**指示**: 下のエントリのうち、「For the test set, locate each instance of the tree trunk」を含む行からエントリの最後までを一字一句そのまま書き写してください。画像は回答に含めないこと。

位置特定エントリ
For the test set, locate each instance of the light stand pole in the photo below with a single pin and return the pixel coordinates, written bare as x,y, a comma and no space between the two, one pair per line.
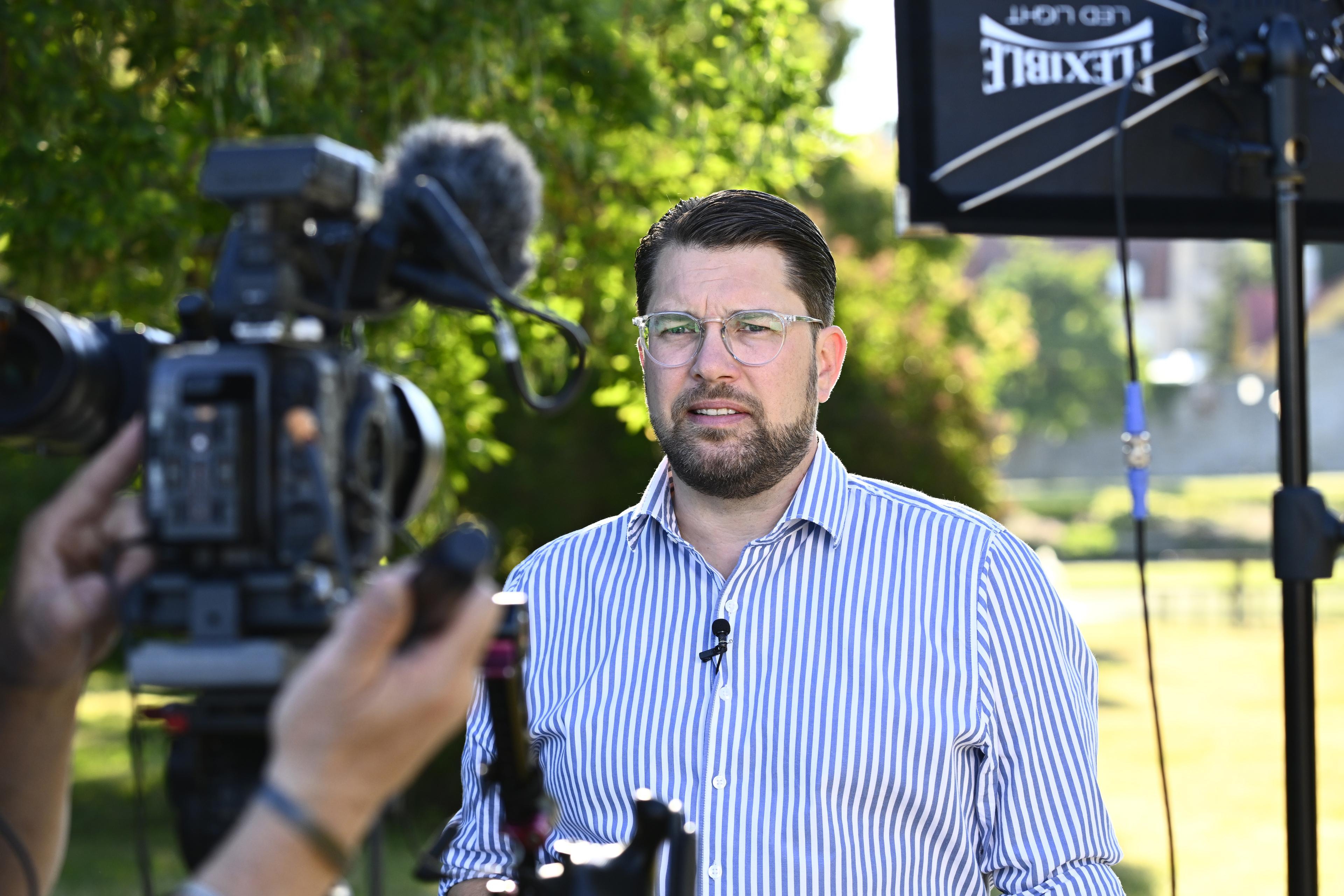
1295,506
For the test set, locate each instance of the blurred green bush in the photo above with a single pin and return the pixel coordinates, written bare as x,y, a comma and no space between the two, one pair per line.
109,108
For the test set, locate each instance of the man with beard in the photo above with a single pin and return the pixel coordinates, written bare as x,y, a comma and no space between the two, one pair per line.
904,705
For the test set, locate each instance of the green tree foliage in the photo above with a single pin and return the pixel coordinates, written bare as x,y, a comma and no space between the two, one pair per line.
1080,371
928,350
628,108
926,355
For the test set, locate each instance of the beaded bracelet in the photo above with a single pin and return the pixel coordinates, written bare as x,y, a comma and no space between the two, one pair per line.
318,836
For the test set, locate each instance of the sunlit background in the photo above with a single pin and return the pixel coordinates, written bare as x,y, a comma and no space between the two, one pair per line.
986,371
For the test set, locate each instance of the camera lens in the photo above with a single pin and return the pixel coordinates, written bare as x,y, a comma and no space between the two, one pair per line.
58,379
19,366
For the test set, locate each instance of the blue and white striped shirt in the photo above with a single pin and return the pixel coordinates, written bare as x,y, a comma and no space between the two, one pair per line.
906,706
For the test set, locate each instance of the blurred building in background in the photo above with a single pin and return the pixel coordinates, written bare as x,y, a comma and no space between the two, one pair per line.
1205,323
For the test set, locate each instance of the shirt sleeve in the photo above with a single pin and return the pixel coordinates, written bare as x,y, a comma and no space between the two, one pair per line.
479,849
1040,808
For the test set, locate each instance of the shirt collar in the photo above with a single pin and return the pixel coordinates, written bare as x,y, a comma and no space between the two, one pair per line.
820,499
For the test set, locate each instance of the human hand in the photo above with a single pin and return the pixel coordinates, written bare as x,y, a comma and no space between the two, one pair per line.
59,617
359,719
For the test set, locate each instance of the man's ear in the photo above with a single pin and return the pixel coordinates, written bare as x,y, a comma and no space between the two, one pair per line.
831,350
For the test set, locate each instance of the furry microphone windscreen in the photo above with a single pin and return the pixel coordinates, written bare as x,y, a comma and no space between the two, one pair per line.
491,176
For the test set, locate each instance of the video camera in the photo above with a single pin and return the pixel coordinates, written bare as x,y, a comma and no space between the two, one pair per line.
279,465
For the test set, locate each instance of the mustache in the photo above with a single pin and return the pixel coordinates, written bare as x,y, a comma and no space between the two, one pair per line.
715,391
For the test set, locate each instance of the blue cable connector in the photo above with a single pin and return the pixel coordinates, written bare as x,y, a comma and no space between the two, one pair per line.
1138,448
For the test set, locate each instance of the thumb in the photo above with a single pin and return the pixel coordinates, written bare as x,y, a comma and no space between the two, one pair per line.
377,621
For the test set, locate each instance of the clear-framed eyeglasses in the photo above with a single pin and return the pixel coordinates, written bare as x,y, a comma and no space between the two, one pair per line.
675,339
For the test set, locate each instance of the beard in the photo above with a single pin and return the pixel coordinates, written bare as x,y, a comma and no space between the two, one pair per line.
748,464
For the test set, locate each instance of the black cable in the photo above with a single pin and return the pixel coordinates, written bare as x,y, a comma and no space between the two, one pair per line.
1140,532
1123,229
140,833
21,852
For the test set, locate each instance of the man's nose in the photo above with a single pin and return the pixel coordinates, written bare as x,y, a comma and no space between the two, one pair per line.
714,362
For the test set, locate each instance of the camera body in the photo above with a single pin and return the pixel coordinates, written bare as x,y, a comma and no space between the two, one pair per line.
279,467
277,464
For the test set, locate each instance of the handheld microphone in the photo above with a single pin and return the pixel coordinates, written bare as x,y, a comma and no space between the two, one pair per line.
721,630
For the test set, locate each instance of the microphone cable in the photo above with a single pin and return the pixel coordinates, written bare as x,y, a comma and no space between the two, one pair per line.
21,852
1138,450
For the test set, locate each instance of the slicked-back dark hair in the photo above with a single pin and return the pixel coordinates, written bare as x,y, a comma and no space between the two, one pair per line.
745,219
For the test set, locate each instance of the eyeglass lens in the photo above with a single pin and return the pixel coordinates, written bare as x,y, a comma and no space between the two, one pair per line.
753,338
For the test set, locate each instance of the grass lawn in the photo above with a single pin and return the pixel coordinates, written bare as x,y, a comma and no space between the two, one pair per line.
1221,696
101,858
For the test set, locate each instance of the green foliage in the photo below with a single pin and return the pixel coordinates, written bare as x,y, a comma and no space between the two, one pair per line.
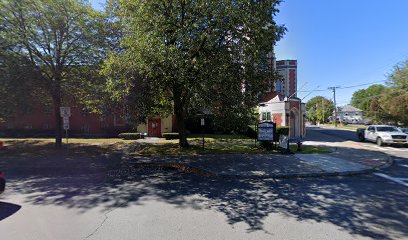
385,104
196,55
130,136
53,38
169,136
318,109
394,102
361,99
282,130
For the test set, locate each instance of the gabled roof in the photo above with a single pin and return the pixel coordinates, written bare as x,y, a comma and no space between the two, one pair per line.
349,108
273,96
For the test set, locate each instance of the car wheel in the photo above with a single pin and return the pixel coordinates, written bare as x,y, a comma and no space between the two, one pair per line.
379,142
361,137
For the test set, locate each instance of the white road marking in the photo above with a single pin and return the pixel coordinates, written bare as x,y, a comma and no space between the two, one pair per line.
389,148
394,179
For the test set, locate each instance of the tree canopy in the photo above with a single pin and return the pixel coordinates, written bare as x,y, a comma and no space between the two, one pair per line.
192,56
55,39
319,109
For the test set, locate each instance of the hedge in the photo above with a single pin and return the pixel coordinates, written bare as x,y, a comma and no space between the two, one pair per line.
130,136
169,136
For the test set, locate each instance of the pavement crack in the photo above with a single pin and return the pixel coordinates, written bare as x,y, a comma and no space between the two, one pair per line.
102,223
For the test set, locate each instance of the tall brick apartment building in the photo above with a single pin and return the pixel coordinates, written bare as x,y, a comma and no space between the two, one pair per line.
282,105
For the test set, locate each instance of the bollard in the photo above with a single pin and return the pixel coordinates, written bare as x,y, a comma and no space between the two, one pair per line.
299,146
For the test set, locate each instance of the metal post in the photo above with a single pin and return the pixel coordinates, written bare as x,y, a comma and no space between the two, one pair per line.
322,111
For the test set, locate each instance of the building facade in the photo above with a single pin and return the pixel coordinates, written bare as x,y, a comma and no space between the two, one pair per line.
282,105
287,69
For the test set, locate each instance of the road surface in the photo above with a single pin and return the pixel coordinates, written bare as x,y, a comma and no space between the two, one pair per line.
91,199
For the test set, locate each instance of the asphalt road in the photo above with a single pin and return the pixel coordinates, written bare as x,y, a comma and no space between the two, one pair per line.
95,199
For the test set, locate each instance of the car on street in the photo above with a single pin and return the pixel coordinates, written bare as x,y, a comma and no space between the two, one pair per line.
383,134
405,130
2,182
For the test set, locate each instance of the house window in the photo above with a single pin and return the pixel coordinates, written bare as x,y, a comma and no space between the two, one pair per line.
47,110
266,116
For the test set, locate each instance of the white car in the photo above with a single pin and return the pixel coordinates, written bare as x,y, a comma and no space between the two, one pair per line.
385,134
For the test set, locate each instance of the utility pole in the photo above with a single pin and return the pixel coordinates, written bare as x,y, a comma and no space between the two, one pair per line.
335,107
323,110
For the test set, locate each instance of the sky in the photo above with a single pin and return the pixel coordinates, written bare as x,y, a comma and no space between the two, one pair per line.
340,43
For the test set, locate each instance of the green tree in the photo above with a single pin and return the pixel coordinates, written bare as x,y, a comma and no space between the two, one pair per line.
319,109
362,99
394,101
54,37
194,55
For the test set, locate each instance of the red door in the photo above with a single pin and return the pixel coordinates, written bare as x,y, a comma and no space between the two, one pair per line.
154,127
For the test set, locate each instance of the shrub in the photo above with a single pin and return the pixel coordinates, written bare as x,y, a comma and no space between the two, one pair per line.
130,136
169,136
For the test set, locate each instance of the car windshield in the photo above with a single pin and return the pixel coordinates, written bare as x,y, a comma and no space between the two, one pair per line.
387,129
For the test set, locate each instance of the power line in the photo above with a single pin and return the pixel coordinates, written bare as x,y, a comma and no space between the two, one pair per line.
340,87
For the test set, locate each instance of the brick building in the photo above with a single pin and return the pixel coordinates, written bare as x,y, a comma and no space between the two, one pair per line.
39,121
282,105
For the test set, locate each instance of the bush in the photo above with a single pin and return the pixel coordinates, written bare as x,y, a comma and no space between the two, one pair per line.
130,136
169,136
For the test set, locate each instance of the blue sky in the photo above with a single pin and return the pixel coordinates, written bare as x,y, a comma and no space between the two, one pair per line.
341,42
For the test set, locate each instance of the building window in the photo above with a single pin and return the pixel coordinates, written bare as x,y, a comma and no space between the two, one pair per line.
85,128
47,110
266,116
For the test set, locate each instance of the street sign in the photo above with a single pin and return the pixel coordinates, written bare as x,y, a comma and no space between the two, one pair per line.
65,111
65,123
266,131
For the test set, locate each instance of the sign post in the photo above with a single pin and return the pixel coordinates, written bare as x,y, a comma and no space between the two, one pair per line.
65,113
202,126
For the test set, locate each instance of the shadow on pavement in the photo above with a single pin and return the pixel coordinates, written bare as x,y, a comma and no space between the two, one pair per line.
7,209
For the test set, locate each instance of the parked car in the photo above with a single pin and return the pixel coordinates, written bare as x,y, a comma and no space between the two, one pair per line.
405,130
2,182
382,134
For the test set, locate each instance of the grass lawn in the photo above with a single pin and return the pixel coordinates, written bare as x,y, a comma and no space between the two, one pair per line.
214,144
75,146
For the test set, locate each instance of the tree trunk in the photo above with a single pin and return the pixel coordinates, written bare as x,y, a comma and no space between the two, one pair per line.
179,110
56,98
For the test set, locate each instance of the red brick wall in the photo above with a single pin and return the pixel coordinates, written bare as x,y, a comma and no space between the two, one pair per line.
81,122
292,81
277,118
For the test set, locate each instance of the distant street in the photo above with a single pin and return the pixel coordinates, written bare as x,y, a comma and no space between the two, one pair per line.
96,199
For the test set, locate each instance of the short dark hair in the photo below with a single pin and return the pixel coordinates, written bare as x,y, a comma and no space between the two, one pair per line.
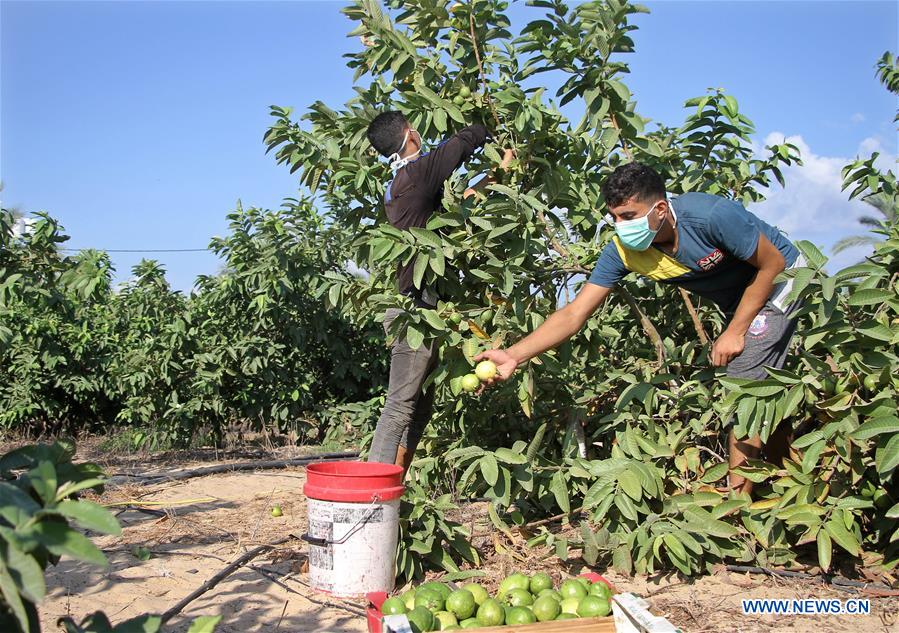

**期待される回答**:
For the test set, locate each instance of the tree trunk in the photo above with a single pin and return the pixel coordinates, written bare as x,y, a comma and no space between the two, one pair per line.
179,110
56,98
For the test set, locate each instance of the red brick wall in the photo above with a single pin and return the pixel coordinates, written bare as x,y, a comma and no space between the two, one pair per line.
81,122
292,81
277,118
For the test set, locate each instance of the distant street in the photo above with a single pin and return the pixel coordinates, written bare as x,y, a comma and no space between the two, one pair per line.
96,199
For the test set, locate each instance of the short dark hair in the photo below with a single pin and return the pixel coordinates, written bare as x,y, a comma and no space between the two, one pair per line.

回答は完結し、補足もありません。